Selected text:
>>>

The 449,916 total doses administered in Maryland represent just over half of the 852,625 total doses the state has distributed to local health providers.

Studies show Maryland is lagging behind other states in this category. A Brookings Institution study that compared Maryland with its neighbor West Virginia, which has administered a greater proportion of its shots, faulted Maryland officials for choosing a decentralized approach, resulting in different systems for each county.

Maryland ranks 39th among states when data from the state health department is used, but the CDC, which has different data — potentially due to reporting delays — places Maryland 46th.

So far, the highest percentage of Marylanders to have received at least one dose of the vaccine are in the state’s less populous rural counties. Two counties have reached double digits, according to state data — Talbot and Worcester, both on the Eastern Shore. Close behind is Garrett County in rural Western Maryland, with 9.199% of the population having received their first doses.

The highest percentage of people have been fully vaccinated in Wicomico County, also on the Shore — 2.081%.

In Baltimore City, 5.985% of the population have gotten their first doses. By far, Baltimore County has given at least one shot to the most people — more than 60,000 — despite not being the largest county by population. Those shots cover 7.604% of the county’s population.

This stands in stark contrast with the figures in populous Prince George’s County, which has administered first doses to only 2.519% of its residents, and second doses to 0.381%. Neighboring Montgomery County, meanwhile, also one of the most populous counties in the state, has given first doses to 5.176% of its population thus far, and second doses to 0.743%.

The early disparity is drawing concern, particularly given that Prince George’s is a majority Black county, and the counties leading the way in vaccinations are majority white. So far, 14.64% of first doses for which race data is available have been given to Black Marylanders, despite the fact that this group is about 31% of the state population, and 34.94% of the state’s coronavirus deaths. Latinos have also received disproportionately fewer vaccinations — 3.82% — given that they make up about 11% of Maryland’s population and 9.35% of its coronavirus deaths.

Experts say it could be because people of color are underrepresented among health care workers, the initial targets for vaccinations. But it could also be because of hesitancy in communities of color to trust the vaccines, due to a history of wrongs done to those communities in medical spheres.

The total number of coronavirus cases since Maryland began tracking the coronavirus in March has reached 348,749, and the state’s overall death toll from COVID-19 was 6,861, as of Thursday.

The state’s seven-day average infection rate inched up a bit Thursday, from 33.57 to 33.62 per 100,000 people. The areas with the worst rates are largely on the Eastern Shore, after areas in Western Maryland led for a while. At the pandemic’s beginning, it was more urban areas like Prince George’s that had the worst rates.

The highest rate belongs to Caroline County, with 59.87 per 100,000. It’s followed by Dorchester County with 59.06.

In Baltimore City and Baltimore County, the rate is about 28 per 100,000.

<<<

To do:
a - Write out the passage of the article on Maryland's vaccine rollout from "Studies show Maryland" up to and including "places Maryland 46th.".
b - Does the article on Maryland's vaccine rollout support each statement below? Answer yes or no for each, and quote the words that decide it. (i) Talbot and Worcester counties are on the Eastern Shore. (ii) Baltimore County is the largest county in Maryland by population. (iii) Caroline County has the highest seven-day average infection rate.

Stored data:
>>>

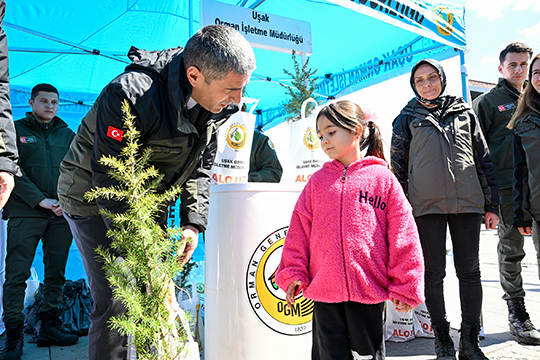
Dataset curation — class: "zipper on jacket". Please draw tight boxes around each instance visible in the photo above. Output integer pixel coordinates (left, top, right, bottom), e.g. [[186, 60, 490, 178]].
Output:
[[341, 168, 347, 183], [45, 126, 54, 197], [339, 168, 351, 300]]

<<<

Solutions per task:
a -
Studies show Maryland is lagging behind other states in this category. A Brookings Institution study that compared Maryland with its neighbor West Virginia, which has administered a greater proportion of its shots, faulted Maryland officials for choosing a decentralized approach, resulting in different systems for each county.

Maryland ranks 39th among states when data from the state health department is used, but the CDC, which has different data — potentially due to reporting delays — places Maryland 46th.

b -
(i) Yes: "Talbot and Worcester, both on the Eastern Shore."
(ii) No: "despite not being the largest county by population."
(iii) Yes: "The highest rate belongs to Caroline County, with 59.87 per 100,000."